## Extract
++++++++++

Greetings from Krasnoyark, Siberia, where for the past week I’ve been hanging out at the Siberian Federal University, the largest university in the Siberian region, which is in the top rankings in Russia. I’ve been giving some guest lectures on digital humanities, meeting various staff and students, and plotting with them on how to support their work and how to make connections to the wider digital humanities community.
How did I end up here? Its all down to the wonderful Inna Kizhner who approached me nearly two years ago, in my guise then as secretary of what is now the European Association for Digital Humanities. After helping source some teaching materials, in English and Russian, for their taught courses, Inna remarked to me “no-one ever comes to Siberia…” and I immediately said “ask me!”. And finally, after much preparation, here I am.
Siberian Federal University are establishing a solid Digital Humanities presence. In the Institute of Humanities they currently offer digital humanities modules at both undergraduate and postgraduate level, and also an undergraduate module in the subject area of digital history (which next year will be taught by Inna). They have a digital lab (door sign, above!) and digitisation lab. They have a range of projects they have been working on with both researchers and students, many of them led by Maxim Rumyantsev who is now the university’s deputy head, so there is positive institutional support here. These projects are mostly in the area of multimedia and digitisation. For example, working with the Museum of Geology of Central Siberia to create the simply stunning companion to their minerals collection (it is no easy task to capture minerals in this detail, at this quality); capturing, virtually exploring, and explaining regional heritage architecture (which is fast disappearing under new developments in this region) from the nearby town of Yeniseisk, documenting regional art shows and youth art shows; capturing high resolution images of the art contained within the Surikov Museum (life size copies of which adorn the university’s walls at every turn); working with Gigapan capture methods and the State Russian Museum to create zoomable images of large art works (can you spot Pushkin?); and creating an interactive model of the Siberian Federal University campus itself. They are keen, now, to be making connections with others across the world, and I’m delighted to be helping them, and introducing them to various figures, and associations, in Digital Humanities. There is much work to be done, we have plans set out, and they are keen to make new relationships and new collaborations.

++++++++++

## Extracted data
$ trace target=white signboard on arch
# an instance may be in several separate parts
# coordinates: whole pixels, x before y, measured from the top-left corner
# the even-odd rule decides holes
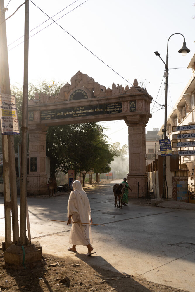
[[[20,135],[15,95],[0,94],[0,121],[2,135]]]

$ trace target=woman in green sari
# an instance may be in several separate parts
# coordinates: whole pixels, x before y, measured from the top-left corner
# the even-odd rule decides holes
[[[131,192],[132,190],[129,187],[129,185],[127,182],[127,179],[126,178],[123,178],[123,181],[121,183],[126,183],[126,187],[125,188],[125,192],[123,194],[123,196],[122,200],[122,204],[124,206],[127,206],[127,205],[126,204],[128,203],[128,193],[129,192],[129,189],[131,190]]]

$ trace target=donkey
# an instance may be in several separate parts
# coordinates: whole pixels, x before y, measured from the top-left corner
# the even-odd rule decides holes
[[[126,184],[124,183],[124,182],[122,183],[121,183],[120,185],[116,183],[114,185],[112,189],[113,190],[115,198],[115,201],[114,203],[115,207],[116,207],[116,204],[117,208],[120,208],[120,208],[122,209],[122,200],[123,194],[125,191],[126,187]],[[121,198],[120,200],[120,197]],[[118,204],[119,204],[118,207],[117,204],[117,198],[118,198]]]
[[[52,178],[49,178],[48,181],[48,183],[49,185],[48,186],[49,194],[49,197],[50,197],[51,193],[51,197],[53,197],[54,190],[56,196],[56,193],[57,192],[57,184],[56,181]]]

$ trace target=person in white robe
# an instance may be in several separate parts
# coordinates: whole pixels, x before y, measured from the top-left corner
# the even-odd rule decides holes
[[[73,245],[68,250],[76,251],[76,246],[84,245],[88,249],[86,255],[92,254],[93,248],[90,224],[93,223],[91,216],[91,208],[89,199],[85,192],[83,190],[81,184],[78,180],[75,180],[73,183],[73,191],[70,194],[68,202],[67,225],[71,223],[82,222],[82,224],[72,224],[69,237],[69,243]],[[85,223],[88,223],[88,224]]]

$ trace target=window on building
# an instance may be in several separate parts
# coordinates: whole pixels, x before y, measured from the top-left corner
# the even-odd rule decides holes
[[[154,153],[154,149],[148,149],[148,153]]]
[[[156,158],[155,153],[153,154],[147,154],[147,160],[154,160]]]

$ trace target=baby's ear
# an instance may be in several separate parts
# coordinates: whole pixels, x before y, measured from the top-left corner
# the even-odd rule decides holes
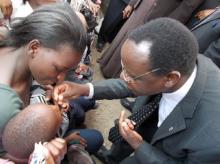
[[[37,39],[34,39],[28,43],[27,50],[28,50],[28,54],[30,54],[31,58],[36,57],[36,55],[39,52],[40,46],[41,46],[40,41]]]

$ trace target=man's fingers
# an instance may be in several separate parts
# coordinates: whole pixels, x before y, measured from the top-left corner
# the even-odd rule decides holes
[[[119,123],[122,123],[125,119],[125,111],[121,111],[120,117],[119,117]]]
[[[132,129],[132,130],[134,129],[134,125],[136,124],[134,121],[129,120],[129,119],[125,119],[125,122],[127,123],[128,127],[130,129]]]

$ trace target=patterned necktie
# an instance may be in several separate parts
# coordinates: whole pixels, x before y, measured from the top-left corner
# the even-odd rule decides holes
[[[160,99],[161,94],[156,95],[147,105],[143,106],[128,117],[128,119],[136,123],[135,130],[140,127],[141,124],[159,107]],[[123,140],[119,133],[118,120],[115,121],[115,126],[110,129],[108,140],[114,144]]]

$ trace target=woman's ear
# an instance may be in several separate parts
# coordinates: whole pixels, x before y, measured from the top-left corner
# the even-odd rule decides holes
[[[37,39],[34,39],[28,43],[28,54],[31,56],[31,58],[36,57],[38,54],[40,48],[40,41]]]
[[[165,87],[172,88],[180,80],[181,74],[178,71],[172,71],[167,74]]]

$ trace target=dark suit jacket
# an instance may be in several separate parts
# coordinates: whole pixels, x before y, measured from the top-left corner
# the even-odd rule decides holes
[[[199,55],[196,78],[187,95],[157,129],[152,140],[145,141],[122,163],[219,164],[219,84],[220,70],[210,59]],[[132,95],[120,80],[95,83],[94,87],[94,96],[98,99]],[[149,129],[145,129],[145,133],[149,134]]]
[[[192,29],[199,43],[199,52],[220,68],[220,9]]]

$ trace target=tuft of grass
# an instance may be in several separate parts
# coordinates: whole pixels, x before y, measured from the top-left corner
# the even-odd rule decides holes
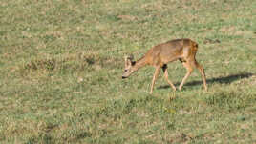
[[[256,1],[0,1],[0,143],[255,143]],[[199,44],[181,92],[154,68],[122,80],[176,38]],[[179,86],[186,70],[168,65]]]

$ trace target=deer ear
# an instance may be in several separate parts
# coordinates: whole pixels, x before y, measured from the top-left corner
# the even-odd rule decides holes
[[[133,61],[133,60],[134,60],[134,55],[133,55],[133,54],[130,54],[130,55],[129,55],[129,59],[130,59],[131,61]]]
[[[125,66],[131,65],[132,61],[130,56],[124,56]]]

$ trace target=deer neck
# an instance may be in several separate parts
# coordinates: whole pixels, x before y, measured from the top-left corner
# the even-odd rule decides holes
[[[134,66],[134,70],[137,71],[139,68],[144,67],[145,65],[147,65],[147,61],[146,61],[145,56],[143,56],[142,58],[136,61],[135,66]]]

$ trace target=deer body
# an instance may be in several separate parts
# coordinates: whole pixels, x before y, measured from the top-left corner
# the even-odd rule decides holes
[[[162,44],[159,44],[151,48],[147,53],[138,61],[132,61],[132,57],[125,58],[125,72],[122,78],[127,78],[134,72],[146,65],[151,65],[156,68],[155,74],[152,79],[150,93],[153,93],[153,88],[156,79],[158,78],[160,69],[164,72],[164,78],[169,85],[176,91],[173,83],[168,79],[167,63],[180,60],[187,70],[187,73],[179,86],[181,90],[185,80],[193,72],[194,68],[199,69],[203,81],[204,89],[207,90],[205,73],[203,66],[196,61],[196,53],[198,44],[190,39],[175,39]]]

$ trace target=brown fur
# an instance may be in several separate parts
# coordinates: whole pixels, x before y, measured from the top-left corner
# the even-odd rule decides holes
[[[122,78],[128,77],[131,73],[138,71],[145,65],[151,65],[156,68],[155,74],[152,79],[150,93],[153,93],[153,88],[156,79],[158,78],[160,69],[164,72],[164,78],[170,86],[176,91],[173,83],[168,79],[167,63],[180,60],[187,70],[187,73],[179,86],[181,90],[184,82],[189,77],[194,68],[199,69],[203,81],[203,87],[207,90],[206,78],[203,66],[196,61],[196,53],[198,44],[190,39],[175,39],[162,44],[159,44],[151,48],[147,53],[138,61],[132,61],[131,57],[125,58],[125,72]]]

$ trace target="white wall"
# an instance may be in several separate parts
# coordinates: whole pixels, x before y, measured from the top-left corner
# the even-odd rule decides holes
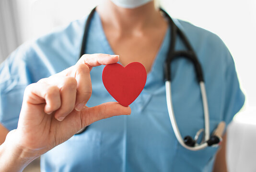
[[[100,0],[16,0],[20,7],[18,12],[22,41],[24,42],[40,36],[55,27],[81,18],[89,13],[91,9]],[[239,125],[241,129],[247,129],[246,127],[248,125],[246,125],[251,124],[255,127],[250,128],[250,130],[252,131],[252,129],[254,129],[253,130],[256,131],[256,115],[255,115],[256,114],[256,78],[255,76],[256,74],[255,52],[256,0],[162,0],[160,1],[162,6],[173,17],[188,21],[216,33],[223,40],[233,55],[246,100],[243,110],[236,117],[229,131],[231,134],[228,144],[231,146],[228,147],[228,150],[230,151],[228,157],[230,161],[231,158],[233,158],[230,163],[232,165],[235,165],[235,161],[240,161],[241,159],[245,160],[244,161],[239,161],[240,168],[235,170],[233,166],[232,169],[233,172],[239,171],[237,169],[243,170],[243,168],[241,168],[244,164],[243,162],[246,161],[246,159],[255,159],[253,158],[255,153],[249,151],[250,149],[254,148],[245,144],[244,146],[240,145],[241,140],[236,140],[238,136],[236,134],[237,128],[234,126]],[[243,129],[245,130],[245,129]],[[256,138],[252,134],[253,132],[251,133],[252,136],[243,138],[243,143],[250,142],[251,137],[254,139]],[[243,133],[242,135],[245,136]],[[246,149],[246,147],[248,148],[246,151],[241,149],[241,148]],[[236,154],[236,148],[240,149],[240,152],[247,152],[247,154]],[[234,160],[235,156],[237,158],[240,157],[240,160],[237,159]],[[251,163],[250,165],[254,165],[254,163]],[[256,168],[255,165],[254,166],[253,168]]]
[[[40,36],[55,27],[81,18],[100,0],[17,0],[20,7],[22,40]],[[173,17],[189,21],[221,38],[233,55],[246,96],[244,110],[253,109],[255,113],[256,1],[162,0],[160,2]]]

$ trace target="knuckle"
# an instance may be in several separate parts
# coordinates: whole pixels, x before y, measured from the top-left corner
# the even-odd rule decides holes
[[[90,73],[90,69],[89,66],[85,64],[79,64],[77,67],[77,72],[79,73]]]
[[[46,91],[46,97],[56,97],[59,94],[59,89],[56,86],[49,86]]]
[[[77,87],[77,82],[73,77],[68,76],[64,79],[64,86],[70,88],[75,88]]]
[[[74,108],[75,108],[75,105],[71,105],[70,104],[68,106],[62,106],[60,108],[62,112],[62,113],[63,114],[69,114],[70,112],[72,112]]]

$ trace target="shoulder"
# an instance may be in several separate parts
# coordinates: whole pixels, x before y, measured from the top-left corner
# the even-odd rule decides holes
[[[207,72],[208,69],[213,72],[217,69],[214,70],[213,68],[218,67],[225,72],[228,66],[233,64],[229,49],[217,34],[182,20],[175,20],[175,22],[187,37],[203,68]]]
[[[1,64],[0,78],[25,75],[36,82],[75,64],[85,21],[83,18],[73,21],[20,45]]]

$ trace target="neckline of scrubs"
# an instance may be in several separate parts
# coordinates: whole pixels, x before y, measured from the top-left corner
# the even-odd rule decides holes
[[[95,15],[96,22],[98,22],[98,25],[99,26],[99,32],[98,32],[101,34],[99,37],[100,38],[100,42],[103,45],[103,49],[105,53],[114,54],[114,52],[105,34],[100,16],[97,11],[95,13]],[[147,81],[143,92],[147,94],[153,94],[154,93],[156,93],[156,92],[158,92],[157,91],[158,88],[159,88],[160,85],[163,85],[163,65],[167,55],[169,43],[168,38],[170,34],[170,27],[168,26],[161,45],[154,59],[151,70],[147,75]],[[121,64],[119,62],[118,63]]]

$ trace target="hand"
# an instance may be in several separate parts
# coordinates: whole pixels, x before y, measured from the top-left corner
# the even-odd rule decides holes
[[[15,131],[19,145],[40,155],[96,121],[130,114],[129,107],[117,102],[85,106],[92,91],[92,68],[118,60],[118,55],[85,54],[75,65],[28,86]]]

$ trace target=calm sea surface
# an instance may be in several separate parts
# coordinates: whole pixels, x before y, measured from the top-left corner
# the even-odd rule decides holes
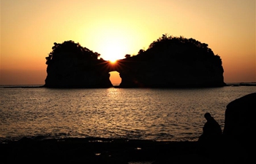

++++++++++

## List of tasks
(1) From the post about Siberian Federal University above, copy out the passage that begins at the words "Greetings from Krasnoyark, Siberia, where" and stops after the words "digital humanities community.".
(2) Name every museum mentioned in the post about Siberian Federal University.
(3) Does the post about Siberian Federal University support each statement below? Answer yes or no and quote the words from the post that decide it.
(a) Inna will teach the undergraduate digital history module next year.
(b) Inna Kizhner first approached the writer about five years ago.
(c) Most of the projects are in the area of text encoding.

## Responses by item number
(1)
Greetings from Krasnoyark, Siberia, where for the past week I’ve been hanging out at the Siberian Federal University, the largest university in the Siberian region, which is in the top rankings in Russia. I’ve been giving some guest lectures on digital humanities, meeting various staff and students, and plotting with them on how to support their work and how to make connections to the wider digital humanities community.

(2)
- Museum of Geology of Central Siberia
- Surikov Museum
- State Russian Museum

(3)
(a) Yes: "an undergraduate module in the subject area of digital history (which next year will be taught by Inna)"
(b) No: "approached me nearly two years ago"
(c) No: "These projects are mostly in the area of multimedia and digitisation."